Selected extract >>

When someone asked the author of this issue's cover story why she had so many kids, she immediately said, "When we sit around the table and hold hands to give thanks for our food, I like it that the table is big and the circle is wide". Family dinner is an apt image for what is best in families. As Nancy Gibbs put it in Time, "This is where the tribe comes to transmit wisdom, embed expectations, confess, conspire, forgive, repair. The idealized version is as close to a regular worship service, with its litanies and lessons and blessings, as a family gets outside a sanctuary."

Turn the clock back 37 years. CT deputy managing editor Timothy Morgan was 14, and the youngest of seven Morgan siblings was newly born. Tim's parents desperately needed a new dining table. Tim's dad sought out a Minnesota-based furniture maker and commissioned a seven-foot diameter custom dining table that would seat 12 adults or 14 children. The table had a 34-inch lazy Susan which Tim and his brothers discovered could easily handle a spinning sibling of up to 60 pounds.

Tim and his wife, Senja, now have three kids of their own—and love them to pieces. That's a pretty characteristic attitude among the CT staff. If we were being ideological, I'd say we're a "pro-natalist" group. But it's not about ideology.

Senior associate editor Agnieszka Tennant (not yet a parent) remembers the way CT folk helped her form her positive attitudes toward childbearing and child-rearing. Several things "tugged at her heart," including overhearing a choked-up John Wilson (editor of Books & Culture) say with deep emotion, "I just don't know why so few people want to love children these days."

Dataset content >>
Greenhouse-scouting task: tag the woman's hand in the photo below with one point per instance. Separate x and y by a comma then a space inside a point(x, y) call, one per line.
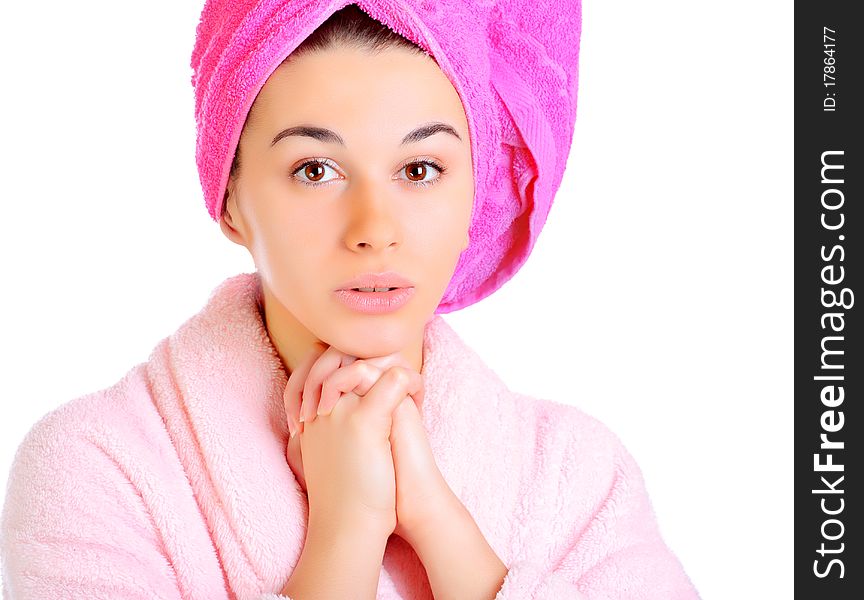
point(421, 491)
point(347, 461)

What this task involves >> Rewrite the editor's note on family dinners starting at "Tim and his wife, Senja, now" and ending at "not about ideology.", replacing "pretty characteristic" with "fairly typical".

Written answer >>
Tim and his wife, Senja, now have three kids of their own—and love them to pieces. That's a fairly typical attitude among the CT staff. If we were being ideological, I'd say we're a "pro-natalist" group. But it's not about ideology.